> [SELECTED EXTRACT]:
Start of Block

Abstract

In May 2019, liver transplant (LT) allocation policy changed to limit MELD exception points for hepatocellular carcinoma (HCC) to median MELD at transplant minus three (MMaT-3). We evaluated this policy's impact on waitlist outcomes for HCC candidates, by race and ethnicity, hypothesizing that the introduction of the MMaT-3 reduced inequities in waitlist outcomes. Retrospective cohort study of the Scientific Registry for Transplant Recipients, including all adult LT candidates (N=10751) who received HCC exception points from May 17, 2017 to May 18, 2019 (pre-policy; N=6627) to May 19, 2019 to March 1, 2021 (post-policy; N=4124). We compared incidence of LT and waitlist removal for death or becoming too sick pre- and post-policy for non-Hispanic White, non-Hispanic Black, Hispanic/Latinx, and Asian patients using competing risk regression adjusted for candidate characteristics. One-year cumulative incidence of LT decreased significantly pre-/post-policy among White (77.4%vs. 64.5%; p<.01) and Black (76.2%vs. 63.1%; p<.01) candidates only, while a 1-year incidence of death/non-LT waitlist removal decreased significantly only among Hispanics (13.4%vs. 7.5%; p<.01). After covariate adjustment, the effect of the policy change was a significantly decreased incidence of LT for White (SHR:.63 compared to pre-policy; p<.001), Black (SHR:.62; p<.001), and Asian (SHR:.68; p=.002), but no change for Hispanic patients. Only Hispanic patients had a significant decrease in death/waitlist removal after the policy change (SHR: .69; p=.04). Compared to White patients in the pre-policy era, Hispanic (SHR: .88, p<.007) and Asian candidates (SHR: .72; p<.001) had lower unadjusted incidence of LT. This disparity was mitigated in the post-policy era where Hispanic patients had higher likelihood of LT than Whites (SHR: 1.22; p=.002). For the outcome of death/non-LT waitlist removal, the only significant difference was a 42% lower incidence of waitlist removal for Asian compared to White patients in the post-policy era (SHR: .58; p=.03). Among LT recipients with HCC, racial/ethnic subpopulations were differentially affected by the MMAT-3 policy, resulting in a post-policy reduction of some of the previous disparities.

End of Block

> [INFORMATION SHOWN]:
Start of Block

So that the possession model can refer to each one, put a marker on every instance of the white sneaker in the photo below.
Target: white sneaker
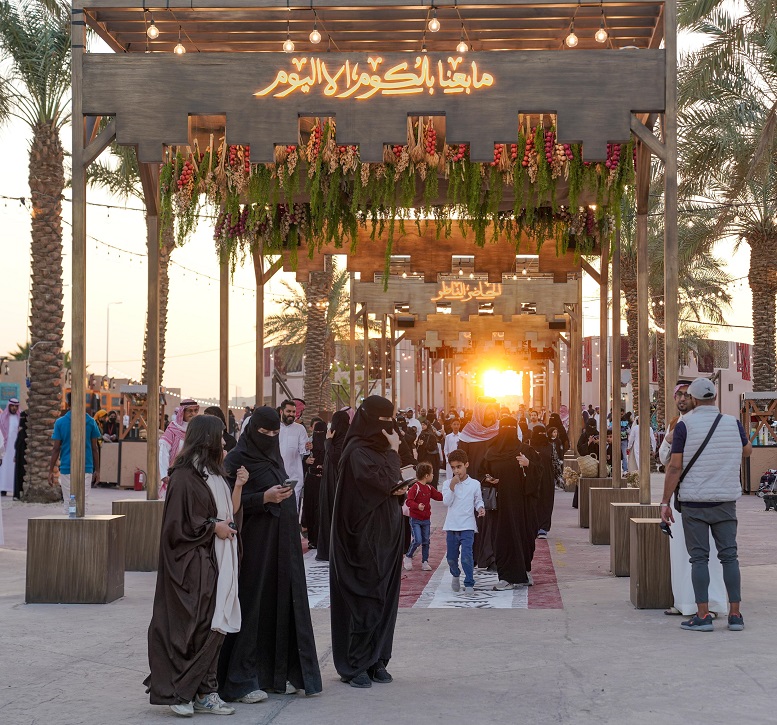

End of Block

> [PROBLEM DETAILS]:
According to the liver transplant policy abstract, why is the gap in transplant incidence between Hispanic and White candidates described as mitigated after the MMaT-3 change? Answer in one to three sentences. Rely only on the abstract for this.

> [RESPONSE TO THE TASK]:
Before the policy, Hispanic candidates had a lower unadjusted incidence of liver transplant than White candidates (SHR .88). After the policy, Hispanic patients had a higher likelihood of transplant than White patients (SHR 1.22; p=.002).